• 選んだ文章:
"""

出張の帰りに観てきました。(REONは高騰しすぎて入手できず。。。)

鈴木圭はどうにもこうにも素人っぽさが抜けないなあ…。

男女の感情の機微を、ドキドキしながら、ああん、誤解しちゃいやん、でも、でもわかるわー、恋愛ってそういうものよねー、みたいな感じで楽しむお話だと思うのですが(原作未読なので、推測)、そうなりそうなところで、あっさり流しちゃう。んで、「愛よりお金なの!?」といった、陳腐な台詞に集約させちゃう。

だったら別にこのストーリーでなくても良かったんじゃないか、とゆう。。。中流階級と上流階級の葛藤など、現代人にはそのままでは伝わりにくいはず。これまでの「金より命」(『愛のプレリュード』)「権力より愛」(『灼熱の彼方』)といった、子どもでもわかるようなお題目とは違う。だから、あえてそこを取り上げるなら、もっと「洗練」が必要でしょう。

音楽の入り方も、話の腰を折ることが多い。照明も。(こういうところは原田諒はまだマシ)

"""

• 提供データ:
"""

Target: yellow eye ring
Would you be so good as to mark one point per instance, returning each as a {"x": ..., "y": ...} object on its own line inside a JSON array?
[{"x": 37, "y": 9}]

"""

• 記述課題:
舞台の感想文を、最後の文の後から書き継ぐ。

• 課題の解答:
で、肝心の主人公ダーシーがどういう人なんだか、よくわからなくなってしまった。いや、すずみんはスターオーラぴっかぴかで、「この人がかっこいい主人公なのね」ということはわかるんだけど。感情の流れが見えない。一見、高慢な態度だけど素直になった(『めぐり会いは再び』と同じパターン)、というのであれば、「エリザベスを愛したことで自分は変わったんだ」という台詞がおかしい。本当にイヤな人だったのが、エリザベスを愛したことで変わった、というのなら、宝塚らしくないし、すずみんの風情と合わない。変わったという具体例が、かつて自分を裏切った人を許すという「寛容になる」ことだけだとしたら、「素直になった」とかいう次元じゃない、もっと深い話だろう。結局、最後まで「?」だった。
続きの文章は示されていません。